Given text:
## start
# UWN window stickers



## Petersen (Sep 7, 2007)

We finally have some window stickers available, and we're giving them away to whoever wants one or two and plans on actually using them. Forum member Cfarnwide made up a few hundred of them, and was good enough to donate them to the forum.

I'm looking forward to seeing these on vehicles around the state. With some luck, they will bring lots more forum members this way. They will also help us recognize each other when we're out and about.

First of all, "Thank you cfarnwide!" 

Second, if you want one, follow this link and we'll fill you in.


----------



## dubob (Sep 8, 2007)

Thank you Sir. My envelope requesting 2 is going out today. I will display them proudly.


----------



## orvis1 (Sep 7, 2007)

I think I could use 4 if you have enough available...

1 for the car
1 for the truck
1 for the ice sled
1 for the boat...


I will get my envelope to you asap....


Thanks!


----------



## truemule (Sep 12, 2007)

Envelope on the way. thanks CFRANWIDE!


----------



## JAT83 (Sep 9, 2007)

I hope there are still some available, I want some too!


----------



## Petersen (Sep 7, 2007)

JAT83 said:


> I hope there are still some available, I want some too!


We still have quite a few left.


----------



## Tigru (Oct 15, 2007)

*Done and Done*

Done and Done


----------



## JAT83 (Sep 9, 2007)

I got my window stickers in the mail yesterday! I am going to clean the car and stick them on! Thanks a bunch Peterson!


----------



## elkbudy (Dec 24, 2007)

got are stickers in the mail yesterday allready have them on mine and my sons truck's thanks cfarnwide and peterson


----------



## orvis1 (Sep 7, 2007)

Mine arrived to! I already have one on the ice sled!
## end
Written tasks:
**A)** Answer these questions about the window sticker thread:
(i) Which forum member made the stickers, and about how many were made?
(ii) How many stickers did orvis1 ask for?
(iii) On what did orvis1 put a sticker first?
**B)** Change the part of the window sticker thread starting with "got are stickers" and going on through "the ice sled!" by putting "snowmobile" in place of "ice sled".
**C)** Write the next post in the window sticker thread, following its last post.

Point placement rows
## start
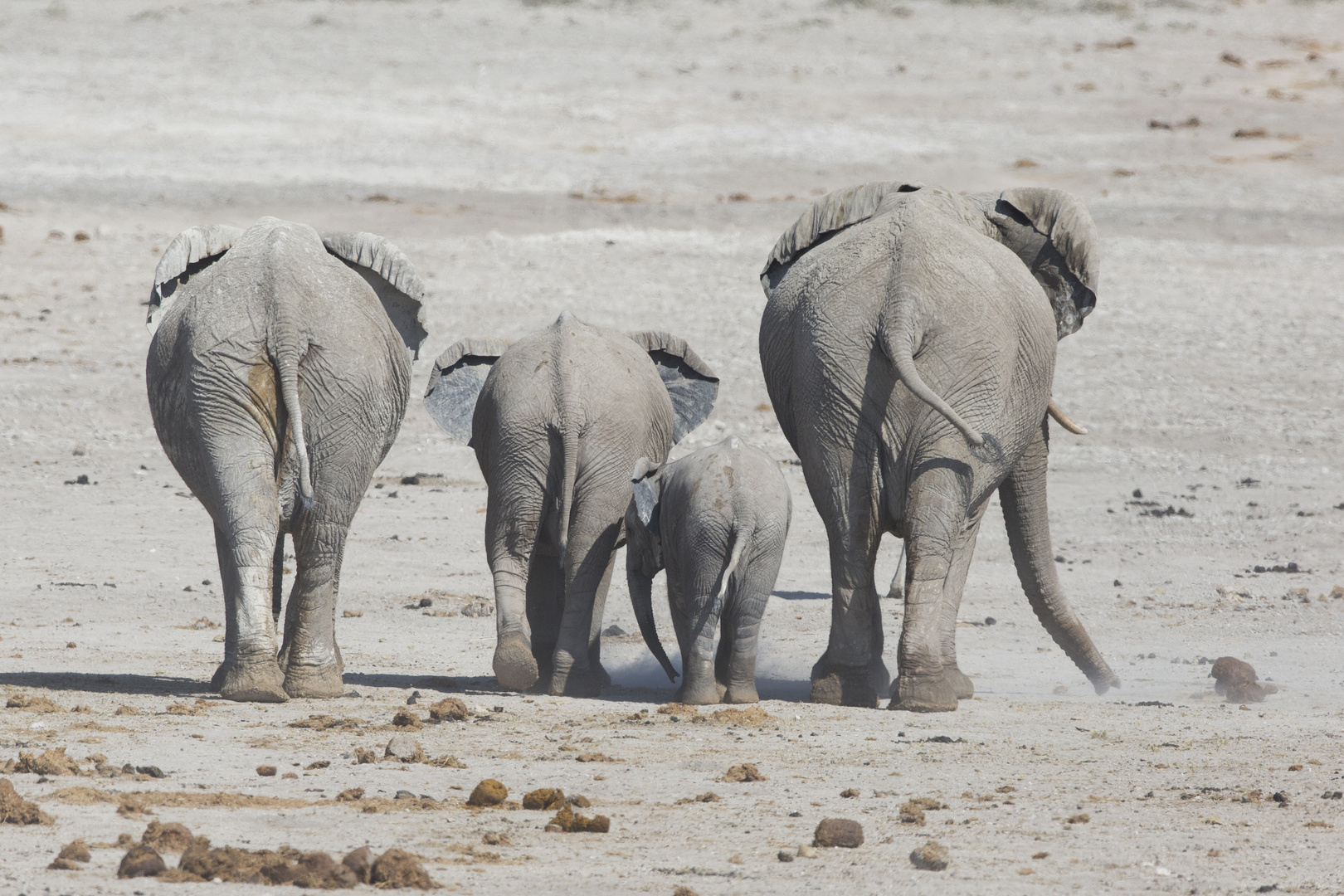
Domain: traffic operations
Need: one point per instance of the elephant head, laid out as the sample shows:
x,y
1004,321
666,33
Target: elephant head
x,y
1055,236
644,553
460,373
## end
## start
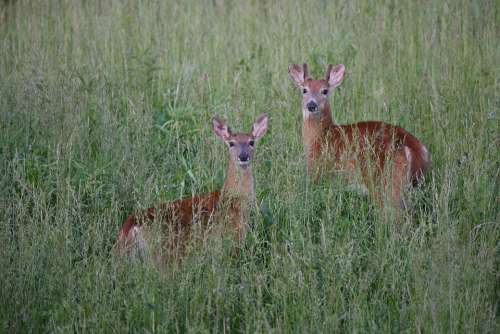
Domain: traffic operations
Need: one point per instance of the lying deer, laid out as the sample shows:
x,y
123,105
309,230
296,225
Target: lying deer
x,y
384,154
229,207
## end
## start
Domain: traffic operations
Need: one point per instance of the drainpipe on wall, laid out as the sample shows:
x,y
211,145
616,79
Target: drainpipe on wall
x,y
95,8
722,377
## end
Task results:
**A)**
(i) Cfarnwide made them, a few hundred in all.
(ii) Four.
(iii) The ice sled.

**B)**
got are stickers in the mail yesterday allready have them on mine and my sons truck's thanks cfarnwide and peterson


----------



## orvis1 (Sep 7, 2007)

Mine arrived to! I already have one on the snowmobile!

**C)**
----------



## Improv (Sep 8, 2007)

got mine today. Thanks!


----------



## k2muskie (Oct 6, 2007)

Envelope in the mail Friday 29 Feb!!  Request 3...one for boat two for vehicles. THANK YOU CFARNWIDE & PETERSEN!!! :wink: :wink:


----------



## .45 (Sep 21, 2007)

k2muskie said:


> Envelope in the mail Friday 29 Feb!!  Request 3...one for boat two for vehicles. THANK YOU CFARNWIDE & PETERSEN!!! :wink: :wink:


Good thinking !! Dang it..I'll have to get another to put on the boat....


----------



## k2muskie (Oct 6, 2007)

Got'em today...Again THANK YOU CFARNWIDE and PETERSEN.  Nice look'n and when the vehicles get a real "good" wash and the boat is fully naked (unwrapped from winter hibernation) "they'll be displayed" with PRIDE!! :wink: :wink:


----------



## waltny (Sep 8, 2007)

Any more of these left? Id like to get 2 and wanted to be sure there were still some left before I send off the envolope.


----------



## .45 (Sep 21, 2007)

waltny said:


> Any more of these left? Id like to get 2 and wanted to be sure there were still some left before I send off the envolope.


I have a couple extra waltny...meet me by the '57 chevy sunday and I'll give them to you...


----------



## Treehugnhuntr (Sep 7, 2007)

I have some as well. So if anyone needs any let me know and we can meet in a dark alley somewheres.


----------



## fixed blade XC-3 (Sep 11, 2007)

do you still have mine hippy?


----------



## waltny (Sep 8, 2007)

.45 said:


> waltny said:
> 
> 
> > Any more of these left? Id like to get 2 and wanted to be sure there were still some left before I send off the envolope.
> ...


You really going to be out there?


----------



## .45 (Sep 21, 2007)

waltny said:


> .45 said:
> 
> 
> > waltny said:
> ...


Waltny, I really _was_ headed up there, but with this storm I don't think I'll make it..  
GrandpaD and Tree don't live too far from you if you still need some sticker's....you may want to PM either of them.... 

btw....I'll catch up with you later in the spring...


----------



## waltny (Sep 8, 2007)

Ill be looking forward to that....

Im meeting garyfish to get a few tomorrow so I should be set.


----------



## stupiddog (Jan 15, 2008)

Do you still have any left, I just got my brand new truck today and need a couple to sticker it up.


----------



## Huge29 (Sep 17, 2007)

stupiddog said:


> Do you still have any left, I just got my brand new truck today and need a couple to sticker it up.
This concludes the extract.